■ Data:

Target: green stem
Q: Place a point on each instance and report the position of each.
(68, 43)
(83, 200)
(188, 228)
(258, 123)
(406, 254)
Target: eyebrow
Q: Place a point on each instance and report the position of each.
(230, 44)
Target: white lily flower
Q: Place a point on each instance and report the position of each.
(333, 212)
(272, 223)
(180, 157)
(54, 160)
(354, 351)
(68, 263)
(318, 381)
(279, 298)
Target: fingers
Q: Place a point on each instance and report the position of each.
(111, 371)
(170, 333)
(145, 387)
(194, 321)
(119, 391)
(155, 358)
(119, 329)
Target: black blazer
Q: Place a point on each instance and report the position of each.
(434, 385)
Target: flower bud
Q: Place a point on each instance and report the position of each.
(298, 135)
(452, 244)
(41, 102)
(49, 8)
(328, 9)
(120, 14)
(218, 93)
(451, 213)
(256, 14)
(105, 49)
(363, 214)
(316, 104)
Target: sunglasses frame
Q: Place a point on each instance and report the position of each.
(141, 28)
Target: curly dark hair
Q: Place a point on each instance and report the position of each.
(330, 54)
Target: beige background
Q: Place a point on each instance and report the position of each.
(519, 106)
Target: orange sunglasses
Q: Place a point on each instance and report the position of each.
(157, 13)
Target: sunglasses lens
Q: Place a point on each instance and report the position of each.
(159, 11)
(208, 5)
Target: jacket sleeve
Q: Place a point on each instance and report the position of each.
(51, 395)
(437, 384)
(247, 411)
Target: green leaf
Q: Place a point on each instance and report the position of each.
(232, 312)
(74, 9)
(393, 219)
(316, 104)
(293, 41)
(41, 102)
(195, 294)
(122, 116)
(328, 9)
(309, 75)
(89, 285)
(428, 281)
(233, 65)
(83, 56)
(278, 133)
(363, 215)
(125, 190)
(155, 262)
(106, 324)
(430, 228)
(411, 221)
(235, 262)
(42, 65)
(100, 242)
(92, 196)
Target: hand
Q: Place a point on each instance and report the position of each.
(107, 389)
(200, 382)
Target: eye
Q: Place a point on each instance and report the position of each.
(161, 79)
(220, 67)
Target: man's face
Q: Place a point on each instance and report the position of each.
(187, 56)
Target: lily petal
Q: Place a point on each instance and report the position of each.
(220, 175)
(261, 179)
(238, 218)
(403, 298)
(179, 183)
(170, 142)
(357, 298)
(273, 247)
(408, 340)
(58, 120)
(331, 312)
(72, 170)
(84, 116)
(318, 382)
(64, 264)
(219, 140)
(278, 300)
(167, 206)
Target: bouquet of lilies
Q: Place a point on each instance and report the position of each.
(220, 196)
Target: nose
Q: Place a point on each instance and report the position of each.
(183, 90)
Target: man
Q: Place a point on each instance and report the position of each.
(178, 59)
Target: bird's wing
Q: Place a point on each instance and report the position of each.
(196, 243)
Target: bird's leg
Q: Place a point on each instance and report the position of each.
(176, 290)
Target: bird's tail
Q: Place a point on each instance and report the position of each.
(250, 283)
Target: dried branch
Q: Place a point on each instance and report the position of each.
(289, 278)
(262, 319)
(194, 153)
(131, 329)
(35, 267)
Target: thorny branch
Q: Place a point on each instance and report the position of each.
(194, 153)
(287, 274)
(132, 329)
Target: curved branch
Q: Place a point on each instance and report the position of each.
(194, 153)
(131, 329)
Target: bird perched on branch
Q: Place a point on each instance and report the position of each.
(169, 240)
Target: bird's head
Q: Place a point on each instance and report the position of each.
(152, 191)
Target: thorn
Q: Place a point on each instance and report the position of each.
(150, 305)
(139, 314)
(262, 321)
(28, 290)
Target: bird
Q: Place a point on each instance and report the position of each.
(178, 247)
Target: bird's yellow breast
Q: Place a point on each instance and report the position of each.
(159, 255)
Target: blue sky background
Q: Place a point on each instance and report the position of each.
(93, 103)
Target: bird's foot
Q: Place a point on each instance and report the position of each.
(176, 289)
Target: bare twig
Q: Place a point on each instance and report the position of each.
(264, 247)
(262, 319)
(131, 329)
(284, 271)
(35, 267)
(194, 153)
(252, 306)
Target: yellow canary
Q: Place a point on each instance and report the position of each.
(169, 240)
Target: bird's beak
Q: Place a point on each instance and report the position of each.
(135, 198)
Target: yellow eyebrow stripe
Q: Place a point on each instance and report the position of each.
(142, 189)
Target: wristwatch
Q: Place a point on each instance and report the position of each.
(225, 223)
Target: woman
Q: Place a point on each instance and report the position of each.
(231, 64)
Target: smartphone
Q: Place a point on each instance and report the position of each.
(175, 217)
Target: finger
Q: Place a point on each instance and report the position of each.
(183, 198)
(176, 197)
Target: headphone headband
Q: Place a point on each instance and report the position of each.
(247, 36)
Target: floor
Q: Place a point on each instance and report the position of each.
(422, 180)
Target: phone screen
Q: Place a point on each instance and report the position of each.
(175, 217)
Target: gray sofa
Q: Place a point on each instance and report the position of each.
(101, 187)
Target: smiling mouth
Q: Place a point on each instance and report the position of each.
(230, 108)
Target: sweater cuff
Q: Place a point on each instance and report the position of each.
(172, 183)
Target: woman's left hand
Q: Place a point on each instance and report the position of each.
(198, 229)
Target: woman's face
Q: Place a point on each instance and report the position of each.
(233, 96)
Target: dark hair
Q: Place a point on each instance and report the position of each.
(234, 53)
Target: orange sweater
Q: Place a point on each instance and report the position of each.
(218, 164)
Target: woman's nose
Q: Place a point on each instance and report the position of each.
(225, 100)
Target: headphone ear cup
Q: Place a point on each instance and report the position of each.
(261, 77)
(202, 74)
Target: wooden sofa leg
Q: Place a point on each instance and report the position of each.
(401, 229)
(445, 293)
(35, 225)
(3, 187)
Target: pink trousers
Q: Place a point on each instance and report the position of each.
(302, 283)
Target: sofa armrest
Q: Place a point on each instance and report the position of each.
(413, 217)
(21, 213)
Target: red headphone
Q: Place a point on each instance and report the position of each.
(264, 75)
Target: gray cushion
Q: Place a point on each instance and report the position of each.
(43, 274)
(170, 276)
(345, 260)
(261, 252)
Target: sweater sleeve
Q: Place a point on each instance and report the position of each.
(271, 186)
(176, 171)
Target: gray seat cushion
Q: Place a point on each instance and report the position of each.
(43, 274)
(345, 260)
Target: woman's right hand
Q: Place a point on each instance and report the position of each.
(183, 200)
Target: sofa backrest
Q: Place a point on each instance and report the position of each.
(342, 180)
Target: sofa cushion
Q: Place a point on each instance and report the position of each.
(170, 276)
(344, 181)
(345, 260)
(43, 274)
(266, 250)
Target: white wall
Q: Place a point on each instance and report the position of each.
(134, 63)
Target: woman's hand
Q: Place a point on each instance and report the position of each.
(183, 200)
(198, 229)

* * *

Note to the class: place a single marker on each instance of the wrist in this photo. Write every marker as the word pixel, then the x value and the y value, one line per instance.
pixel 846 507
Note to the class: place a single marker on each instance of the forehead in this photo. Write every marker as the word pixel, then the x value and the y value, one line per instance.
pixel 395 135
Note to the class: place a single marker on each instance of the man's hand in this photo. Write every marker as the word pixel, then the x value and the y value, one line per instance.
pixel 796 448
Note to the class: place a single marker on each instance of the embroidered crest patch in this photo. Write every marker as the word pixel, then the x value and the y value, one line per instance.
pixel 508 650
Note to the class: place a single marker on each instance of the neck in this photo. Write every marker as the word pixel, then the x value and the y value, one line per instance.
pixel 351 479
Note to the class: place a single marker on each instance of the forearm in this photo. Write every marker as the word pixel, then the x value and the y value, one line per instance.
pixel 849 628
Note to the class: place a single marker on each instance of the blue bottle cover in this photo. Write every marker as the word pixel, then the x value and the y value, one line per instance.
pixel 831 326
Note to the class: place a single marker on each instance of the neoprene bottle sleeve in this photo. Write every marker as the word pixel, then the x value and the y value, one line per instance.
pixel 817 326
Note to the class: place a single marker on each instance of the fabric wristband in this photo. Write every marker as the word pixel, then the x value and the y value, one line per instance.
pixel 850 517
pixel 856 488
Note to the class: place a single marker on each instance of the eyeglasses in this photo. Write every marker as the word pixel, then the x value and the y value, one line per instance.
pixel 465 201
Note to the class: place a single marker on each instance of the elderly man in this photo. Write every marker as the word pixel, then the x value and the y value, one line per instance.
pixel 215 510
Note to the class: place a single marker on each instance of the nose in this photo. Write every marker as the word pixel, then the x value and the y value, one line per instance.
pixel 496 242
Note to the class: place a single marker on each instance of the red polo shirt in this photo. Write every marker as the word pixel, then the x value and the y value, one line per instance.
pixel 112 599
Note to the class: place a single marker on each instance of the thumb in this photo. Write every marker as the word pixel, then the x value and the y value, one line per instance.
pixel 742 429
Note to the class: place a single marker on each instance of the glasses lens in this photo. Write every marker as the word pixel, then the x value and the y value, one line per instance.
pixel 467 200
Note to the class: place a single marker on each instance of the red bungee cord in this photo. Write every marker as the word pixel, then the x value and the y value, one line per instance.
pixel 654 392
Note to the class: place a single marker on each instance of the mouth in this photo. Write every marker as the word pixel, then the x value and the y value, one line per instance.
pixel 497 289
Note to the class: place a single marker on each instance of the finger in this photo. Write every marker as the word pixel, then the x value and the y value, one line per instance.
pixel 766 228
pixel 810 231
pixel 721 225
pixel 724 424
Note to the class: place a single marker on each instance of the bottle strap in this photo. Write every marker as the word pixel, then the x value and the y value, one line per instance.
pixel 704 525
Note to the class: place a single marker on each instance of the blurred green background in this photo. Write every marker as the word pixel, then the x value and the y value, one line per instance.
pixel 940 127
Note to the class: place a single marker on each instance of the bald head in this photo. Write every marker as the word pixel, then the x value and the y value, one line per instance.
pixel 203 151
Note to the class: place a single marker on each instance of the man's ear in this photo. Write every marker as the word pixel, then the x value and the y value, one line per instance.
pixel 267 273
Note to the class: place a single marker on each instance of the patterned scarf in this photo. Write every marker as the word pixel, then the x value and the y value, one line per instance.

■ What needs to be done: Everything above from the line containing "Target: orange sunglasses" down to the line containing "Target: bird's wing" should be copied exactly, both end lines included, and nothing else.

■ Result:
Target: orange sunglasses
Q: Place a point on each instance and report the position of each.
(157, 13)
Target: sunglasses lens
Q: Place a point on each instance and report the position of each.
(159, 11)
(208, 5)
Target: jacket sleeve
Q: Place a point on each instance and report the position of each.
(51, 395)
(437, 384)
(247, 411)
Target: green leaf
Q: Place a point on each instance and report the position of each.
(232, 312)
(74, 9)
(393, 219)
(316, 104)
(293, 41)
(41, 102)
(195, 294)
(122, 116)
(328, 9)
(309, 75)
(89, 285)
(428, 281)
(233, 65)
(83, 56)
(278, 133)
(363, 215)
(125, 190)
(155, 262)
(106, 324)
(430, 228)
(411, 221)
(235, 262)
(42, 65)
(100, 242)
(92, 196)
Target: hand
Q: Place a point on each instance and report the position of each.
(107, 389)
(200, 382)
Target: eye
Q: Place a point on each instance and report the position of each.
(161, 79)
(220, 67)
Target: man's face
Q: Place a point on each instance and report the position of each.
(187, 56)
Target: lily petal
Q: Place a point on each instance and report the position of each.
(220, 175)
(261, 179)
(238, 218)
(403, 298)
(179, 183)
(170, 142)
(357, 298)
(273, 247)
(408, 340)
(58, 120)
(331, 312)
(72, 170)
(84, 116)
(318, 382)
(64, 264)
(219, 140)
(278, 300)
(167, 206)
Target: bouquet of lilies
Q: Place a point on each instance and report the position of each.
(220, 196)
Target: nose
Q: Place a point on each instance and report the position of each.
(183, 90)
Target: man
Q: Place a point on each instance and report the position of each.
(178, 59)
Target: bird's wing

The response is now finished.